** Data section **
______________________________

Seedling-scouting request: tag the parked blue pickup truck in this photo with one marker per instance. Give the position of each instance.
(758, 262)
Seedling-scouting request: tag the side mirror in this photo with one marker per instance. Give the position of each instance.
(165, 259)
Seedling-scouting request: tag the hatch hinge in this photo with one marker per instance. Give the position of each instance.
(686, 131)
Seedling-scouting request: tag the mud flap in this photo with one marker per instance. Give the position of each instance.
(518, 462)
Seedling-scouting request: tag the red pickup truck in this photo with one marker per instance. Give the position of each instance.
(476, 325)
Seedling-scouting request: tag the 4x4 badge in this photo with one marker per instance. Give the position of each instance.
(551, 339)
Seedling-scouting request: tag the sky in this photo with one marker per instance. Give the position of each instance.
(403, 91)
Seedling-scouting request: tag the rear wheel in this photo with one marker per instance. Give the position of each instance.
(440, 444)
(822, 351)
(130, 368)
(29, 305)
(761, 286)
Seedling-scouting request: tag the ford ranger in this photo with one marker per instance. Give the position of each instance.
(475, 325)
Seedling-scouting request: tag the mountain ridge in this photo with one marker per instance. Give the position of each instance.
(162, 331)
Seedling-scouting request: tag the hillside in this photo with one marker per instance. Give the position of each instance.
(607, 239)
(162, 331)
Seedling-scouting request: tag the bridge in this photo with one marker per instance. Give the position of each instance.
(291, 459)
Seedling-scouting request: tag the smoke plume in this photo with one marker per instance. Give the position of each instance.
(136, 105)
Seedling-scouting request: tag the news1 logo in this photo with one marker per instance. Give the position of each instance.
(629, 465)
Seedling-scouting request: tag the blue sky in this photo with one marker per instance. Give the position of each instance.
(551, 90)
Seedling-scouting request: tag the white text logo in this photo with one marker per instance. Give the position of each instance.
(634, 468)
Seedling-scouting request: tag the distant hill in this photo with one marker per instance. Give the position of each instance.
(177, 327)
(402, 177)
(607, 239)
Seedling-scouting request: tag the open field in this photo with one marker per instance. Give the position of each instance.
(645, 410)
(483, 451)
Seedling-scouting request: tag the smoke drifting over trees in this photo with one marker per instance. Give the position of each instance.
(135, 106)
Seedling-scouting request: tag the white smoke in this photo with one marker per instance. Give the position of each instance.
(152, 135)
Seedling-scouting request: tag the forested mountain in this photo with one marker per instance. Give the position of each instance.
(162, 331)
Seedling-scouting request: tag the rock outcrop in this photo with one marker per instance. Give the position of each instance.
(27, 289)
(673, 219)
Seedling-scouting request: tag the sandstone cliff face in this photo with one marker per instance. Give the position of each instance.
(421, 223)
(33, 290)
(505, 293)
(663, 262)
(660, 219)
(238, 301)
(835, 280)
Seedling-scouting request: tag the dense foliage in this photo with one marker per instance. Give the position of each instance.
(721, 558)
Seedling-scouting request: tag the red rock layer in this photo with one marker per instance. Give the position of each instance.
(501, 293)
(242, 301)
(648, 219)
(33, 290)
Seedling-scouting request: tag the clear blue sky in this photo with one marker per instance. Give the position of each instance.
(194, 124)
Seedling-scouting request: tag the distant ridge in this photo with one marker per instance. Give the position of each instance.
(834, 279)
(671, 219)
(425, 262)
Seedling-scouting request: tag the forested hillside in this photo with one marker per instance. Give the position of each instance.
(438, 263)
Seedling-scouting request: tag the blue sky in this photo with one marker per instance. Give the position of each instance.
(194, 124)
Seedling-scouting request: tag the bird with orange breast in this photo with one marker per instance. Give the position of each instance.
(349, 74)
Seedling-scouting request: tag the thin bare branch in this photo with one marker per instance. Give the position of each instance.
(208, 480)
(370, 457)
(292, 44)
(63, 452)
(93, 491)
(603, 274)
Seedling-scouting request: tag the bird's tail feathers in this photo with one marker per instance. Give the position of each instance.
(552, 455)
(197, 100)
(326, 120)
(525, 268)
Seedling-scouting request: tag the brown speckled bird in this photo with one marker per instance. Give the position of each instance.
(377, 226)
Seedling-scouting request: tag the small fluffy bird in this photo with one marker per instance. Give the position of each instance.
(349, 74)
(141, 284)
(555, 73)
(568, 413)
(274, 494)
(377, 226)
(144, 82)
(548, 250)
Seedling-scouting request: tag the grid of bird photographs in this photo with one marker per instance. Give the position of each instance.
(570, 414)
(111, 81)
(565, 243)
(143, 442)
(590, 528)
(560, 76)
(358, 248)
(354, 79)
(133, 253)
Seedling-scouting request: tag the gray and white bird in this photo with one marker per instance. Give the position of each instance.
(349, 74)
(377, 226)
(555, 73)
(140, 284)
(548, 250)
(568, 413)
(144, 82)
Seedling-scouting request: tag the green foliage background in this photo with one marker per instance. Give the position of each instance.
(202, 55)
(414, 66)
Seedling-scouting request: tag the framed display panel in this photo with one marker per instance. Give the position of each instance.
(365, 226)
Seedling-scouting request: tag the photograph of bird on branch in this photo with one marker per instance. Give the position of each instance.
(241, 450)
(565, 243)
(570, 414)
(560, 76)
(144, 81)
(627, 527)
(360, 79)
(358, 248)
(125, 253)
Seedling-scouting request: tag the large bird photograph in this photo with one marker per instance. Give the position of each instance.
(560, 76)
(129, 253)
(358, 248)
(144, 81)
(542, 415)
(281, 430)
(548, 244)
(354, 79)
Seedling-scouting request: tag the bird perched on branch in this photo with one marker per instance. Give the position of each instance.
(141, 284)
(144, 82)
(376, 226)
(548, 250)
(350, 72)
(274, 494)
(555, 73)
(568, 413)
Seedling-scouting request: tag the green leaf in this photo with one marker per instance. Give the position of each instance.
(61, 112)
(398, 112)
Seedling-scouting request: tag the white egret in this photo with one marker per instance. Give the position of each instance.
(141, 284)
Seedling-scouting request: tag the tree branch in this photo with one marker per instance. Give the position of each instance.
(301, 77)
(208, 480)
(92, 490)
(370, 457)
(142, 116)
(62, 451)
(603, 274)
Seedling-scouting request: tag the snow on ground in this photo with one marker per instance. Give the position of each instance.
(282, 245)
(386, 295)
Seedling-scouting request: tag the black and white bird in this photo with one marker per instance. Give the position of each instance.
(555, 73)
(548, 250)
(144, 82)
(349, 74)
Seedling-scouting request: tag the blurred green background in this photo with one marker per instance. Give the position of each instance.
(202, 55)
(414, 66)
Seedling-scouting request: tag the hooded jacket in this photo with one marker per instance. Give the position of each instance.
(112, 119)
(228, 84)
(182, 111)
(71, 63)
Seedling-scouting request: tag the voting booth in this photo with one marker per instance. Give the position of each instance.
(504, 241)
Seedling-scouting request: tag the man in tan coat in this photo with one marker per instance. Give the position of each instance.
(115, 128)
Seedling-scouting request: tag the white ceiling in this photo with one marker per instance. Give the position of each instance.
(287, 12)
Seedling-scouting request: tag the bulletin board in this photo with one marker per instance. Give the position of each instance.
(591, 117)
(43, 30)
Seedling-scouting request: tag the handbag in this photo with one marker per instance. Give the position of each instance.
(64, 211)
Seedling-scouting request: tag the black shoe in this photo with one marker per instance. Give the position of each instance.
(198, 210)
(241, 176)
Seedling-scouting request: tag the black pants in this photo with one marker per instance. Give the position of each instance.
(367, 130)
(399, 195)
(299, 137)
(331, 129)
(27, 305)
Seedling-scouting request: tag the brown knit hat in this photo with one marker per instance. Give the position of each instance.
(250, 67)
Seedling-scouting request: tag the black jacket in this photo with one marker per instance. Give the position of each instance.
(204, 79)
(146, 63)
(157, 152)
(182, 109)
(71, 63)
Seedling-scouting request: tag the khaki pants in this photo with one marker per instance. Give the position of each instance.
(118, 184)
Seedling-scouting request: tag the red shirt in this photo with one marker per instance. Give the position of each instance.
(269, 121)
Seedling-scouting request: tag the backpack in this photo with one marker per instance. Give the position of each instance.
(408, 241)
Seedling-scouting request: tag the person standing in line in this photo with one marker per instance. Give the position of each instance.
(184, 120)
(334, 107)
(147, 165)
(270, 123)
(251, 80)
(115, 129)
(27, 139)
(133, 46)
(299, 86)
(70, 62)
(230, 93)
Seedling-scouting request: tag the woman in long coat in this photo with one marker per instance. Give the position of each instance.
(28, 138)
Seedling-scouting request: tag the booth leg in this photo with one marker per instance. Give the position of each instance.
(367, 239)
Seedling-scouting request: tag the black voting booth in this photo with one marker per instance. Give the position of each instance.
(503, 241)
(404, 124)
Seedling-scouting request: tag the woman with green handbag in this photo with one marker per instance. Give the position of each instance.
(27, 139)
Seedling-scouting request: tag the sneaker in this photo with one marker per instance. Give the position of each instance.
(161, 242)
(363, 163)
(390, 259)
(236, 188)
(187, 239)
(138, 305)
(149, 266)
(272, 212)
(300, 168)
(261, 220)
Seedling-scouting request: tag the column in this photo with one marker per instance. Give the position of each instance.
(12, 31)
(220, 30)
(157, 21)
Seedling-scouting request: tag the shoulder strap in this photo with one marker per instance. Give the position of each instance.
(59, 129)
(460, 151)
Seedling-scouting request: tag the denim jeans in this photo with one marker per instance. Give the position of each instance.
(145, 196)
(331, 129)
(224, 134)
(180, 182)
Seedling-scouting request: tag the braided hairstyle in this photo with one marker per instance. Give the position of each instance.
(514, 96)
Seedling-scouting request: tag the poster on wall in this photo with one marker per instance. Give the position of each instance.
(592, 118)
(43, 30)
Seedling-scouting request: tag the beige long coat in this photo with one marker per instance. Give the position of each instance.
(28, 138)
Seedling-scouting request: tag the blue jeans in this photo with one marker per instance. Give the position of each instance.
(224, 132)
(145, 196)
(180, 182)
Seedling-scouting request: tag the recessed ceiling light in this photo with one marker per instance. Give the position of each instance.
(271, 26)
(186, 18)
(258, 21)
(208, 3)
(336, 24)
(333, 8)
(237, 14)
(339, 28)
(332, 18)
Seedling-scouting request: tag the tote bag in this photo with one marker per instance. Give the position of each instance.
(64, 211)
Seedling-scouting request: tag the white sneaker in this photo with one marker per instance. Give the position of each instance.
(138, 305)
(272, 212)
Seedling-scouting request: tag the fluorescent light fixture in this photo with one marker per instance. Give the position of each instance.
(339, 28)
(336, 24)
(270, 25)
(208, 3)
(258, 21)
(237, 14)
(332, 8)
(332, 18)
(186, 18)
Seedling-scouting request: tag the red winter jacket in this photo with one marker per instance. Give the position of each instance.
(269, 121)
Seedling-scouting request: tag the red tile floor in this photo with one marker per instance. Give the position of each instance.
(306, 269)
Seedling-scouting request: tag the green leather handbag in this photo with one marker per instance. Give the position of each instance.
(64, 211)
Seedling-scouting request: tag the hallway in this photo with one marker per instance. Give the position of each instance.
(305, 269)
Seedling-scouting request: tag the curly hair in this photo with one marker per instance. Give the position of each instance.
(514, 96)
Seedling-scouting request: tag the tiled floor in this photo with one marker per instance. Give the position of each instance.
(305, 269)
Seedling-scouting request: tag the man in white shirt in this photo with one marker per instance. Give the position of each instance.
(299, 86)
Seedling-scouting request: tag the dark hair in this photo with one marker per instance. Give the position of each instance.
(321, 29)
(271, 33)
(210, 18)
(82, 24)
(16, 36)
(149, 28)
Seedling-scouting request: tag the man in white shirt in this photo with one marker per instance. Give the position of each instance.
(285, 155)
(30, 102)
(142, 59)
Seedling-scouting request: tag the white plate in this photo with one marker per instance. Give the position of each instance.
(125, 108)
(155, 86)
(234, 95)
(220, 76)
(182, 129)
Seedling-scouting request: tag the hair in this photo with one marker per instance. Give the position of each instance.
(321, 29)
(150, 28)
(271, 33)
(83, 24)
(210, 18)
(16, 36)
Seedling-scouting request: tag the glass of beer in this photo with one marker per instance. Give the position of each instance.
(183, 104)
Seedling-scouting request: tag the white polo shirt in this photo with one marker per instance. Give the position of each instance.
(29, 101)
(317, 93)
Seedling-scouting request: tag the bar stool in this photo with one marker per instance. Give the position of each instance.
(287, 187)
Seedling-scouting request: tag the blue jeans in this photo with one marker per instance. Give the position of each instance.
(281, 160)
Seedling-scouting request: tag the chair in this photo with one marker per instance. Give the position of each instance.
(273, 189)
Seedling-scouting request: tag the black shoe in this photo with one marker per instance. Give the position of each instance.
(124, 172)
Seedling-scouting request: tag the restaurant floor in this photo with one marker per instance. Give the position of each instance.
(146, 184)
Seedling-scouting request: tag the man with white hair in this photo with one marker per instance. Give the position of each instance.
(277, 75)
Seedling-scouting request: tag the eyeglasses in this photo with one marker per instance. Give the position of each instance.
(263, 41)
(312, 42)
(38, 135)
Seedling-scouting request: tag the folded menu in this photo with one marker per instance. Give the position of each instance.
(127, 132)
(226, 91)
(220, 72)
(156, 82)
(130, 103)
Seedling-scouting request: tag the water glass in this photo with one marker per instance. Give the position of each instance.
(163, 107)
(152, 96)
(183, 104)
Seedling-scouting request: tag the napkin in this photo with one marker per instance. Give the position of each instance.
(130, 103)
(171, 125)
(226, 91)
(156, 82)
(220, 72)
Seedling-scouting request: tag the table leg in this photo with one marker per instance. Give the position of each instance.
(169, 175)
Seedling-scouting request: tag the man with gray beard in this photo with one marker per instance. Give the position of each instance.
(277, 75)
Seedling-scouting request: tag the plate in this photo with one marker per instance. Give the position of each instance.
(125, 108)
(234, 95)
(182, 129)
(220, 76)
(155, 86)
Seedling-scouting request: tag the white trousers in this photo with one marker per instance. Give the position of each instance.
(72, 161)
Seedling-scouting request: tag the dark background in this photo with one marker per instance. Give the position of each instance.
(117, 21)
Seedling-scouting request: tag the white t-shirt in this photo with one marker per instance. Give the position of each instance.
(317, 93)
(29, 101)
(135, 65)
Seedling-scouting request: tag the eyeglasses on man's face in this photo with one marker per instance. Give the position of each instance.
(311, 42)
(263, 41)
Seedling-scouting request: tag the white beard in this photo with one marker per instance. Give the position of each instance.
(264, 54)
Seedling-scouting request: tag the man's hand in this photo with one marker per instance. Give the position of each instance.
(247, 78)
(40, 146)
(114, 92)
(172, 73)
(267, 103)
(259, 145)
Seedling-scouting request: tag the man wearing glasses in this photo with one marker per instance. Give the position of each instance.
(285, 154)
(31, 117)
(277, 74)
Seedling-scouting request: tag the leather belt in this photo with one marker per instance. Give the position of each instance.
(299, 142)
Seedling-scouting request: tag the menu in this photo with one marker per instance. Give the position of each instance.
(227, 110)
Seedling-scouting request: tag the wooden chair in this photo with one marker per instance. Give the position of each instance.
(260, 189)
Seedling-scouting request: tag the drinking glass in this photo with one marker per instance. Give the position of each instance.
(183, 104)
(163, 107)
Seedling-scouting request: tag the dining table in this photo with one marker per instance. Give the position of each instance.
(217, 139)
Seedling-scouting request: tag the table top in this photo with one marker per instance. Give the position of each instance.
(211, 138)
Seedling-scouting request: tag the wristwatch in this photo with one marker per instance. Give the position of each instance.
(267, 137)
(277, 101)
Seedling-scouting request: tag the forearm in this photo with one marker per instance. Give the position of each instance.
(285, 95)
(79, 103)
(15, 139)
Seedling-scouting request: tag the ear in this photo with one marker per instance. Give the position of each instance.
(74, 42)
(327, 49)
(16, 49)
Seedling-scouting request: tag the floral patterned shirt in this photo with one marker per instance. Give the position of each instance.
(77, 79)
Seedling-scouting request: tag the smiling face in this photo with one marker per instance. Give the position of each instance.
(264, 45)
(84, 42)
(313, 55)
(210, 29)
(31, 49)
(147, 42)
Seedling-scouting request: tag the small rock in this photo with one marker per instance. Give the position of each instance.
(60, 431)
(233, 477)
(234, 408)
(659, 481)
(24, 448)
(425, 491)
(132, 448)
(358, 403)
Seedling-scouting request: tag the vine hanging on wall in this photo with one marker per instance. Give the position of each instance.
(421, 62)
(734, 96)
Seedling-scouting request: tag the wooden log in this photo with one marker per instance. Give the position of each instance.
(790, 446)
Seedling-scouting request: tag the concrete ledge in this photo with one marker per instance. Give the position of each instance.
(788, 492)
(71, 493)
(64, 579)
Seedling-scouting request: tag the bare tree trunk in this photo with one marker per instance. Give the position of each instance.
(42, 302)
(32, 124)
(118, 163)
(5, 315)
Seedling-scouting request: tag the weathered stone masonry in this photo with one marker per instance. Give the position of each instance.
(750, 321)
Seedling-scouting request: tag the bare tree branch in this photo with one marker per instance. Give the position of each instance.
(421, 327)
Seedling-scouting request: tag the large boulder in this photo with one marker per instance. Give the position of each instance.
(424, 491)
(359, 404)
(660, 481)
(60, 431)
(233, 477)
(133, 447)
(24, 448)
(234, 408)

______________________________

** Problem description **
Your task is to write out, exactly, the line that holds "Seedling-scouting request: tag the smiling" and every line after it until the records end.

** Solution **
Seedling-scouting request: tag the smiling face in this photo with one marker per instance. Give the position of each instance.
(264, 45)
(84, 42)
(313, 55)
(210, 29)
(31, 49)
(147, 42)
Seedling-scouting request: tag the small rock in this photo with one marker per instance. Give the position of each instance.
(60, 431)
(233, 477)
(234, 408)
(659, 481)
(24, 448)
(425, 491)
(132, 448)
(358, 403)
Seedling-scouting request: tag the vine hanging on wall in this photo with one marker per instance. Give the position of each instance.
(421, 62)
(734, 96)
Seedling-scouting request: tag the wooden log in this photo with one marker per instance. Give the position of each instance.
(790, 446)
Seedling-scouting request: tag the concrete ledge in this photo with one marker per instance. Give the position of each instance.
(788, 492)
(71, 493)
(64, 579)
Seedling-scouting request: tag the bare tree trunk in this photo with one marker per instance. Give the position of each instance.
(42, 302)
(32, 124)
(118, 163)
(5, 315)
Seedling-scouting request: tag the weathered stone masonry in this photo with one marker per instance. Give the position of each instance.
(750, 321)
Seedling-scouting request: tag the bare tree branch in this photo with one marker per instance. Give the position of each instance.
(421, 327)
Seedling-scouting request: tag the large boulder in this photo with one marker per instance. Give the position of each instance.
(424, 491)
(359, 404)
(660, 481)
(60, 431)
(233, 477)
(133, 447)
(24, 448)
(234, 408)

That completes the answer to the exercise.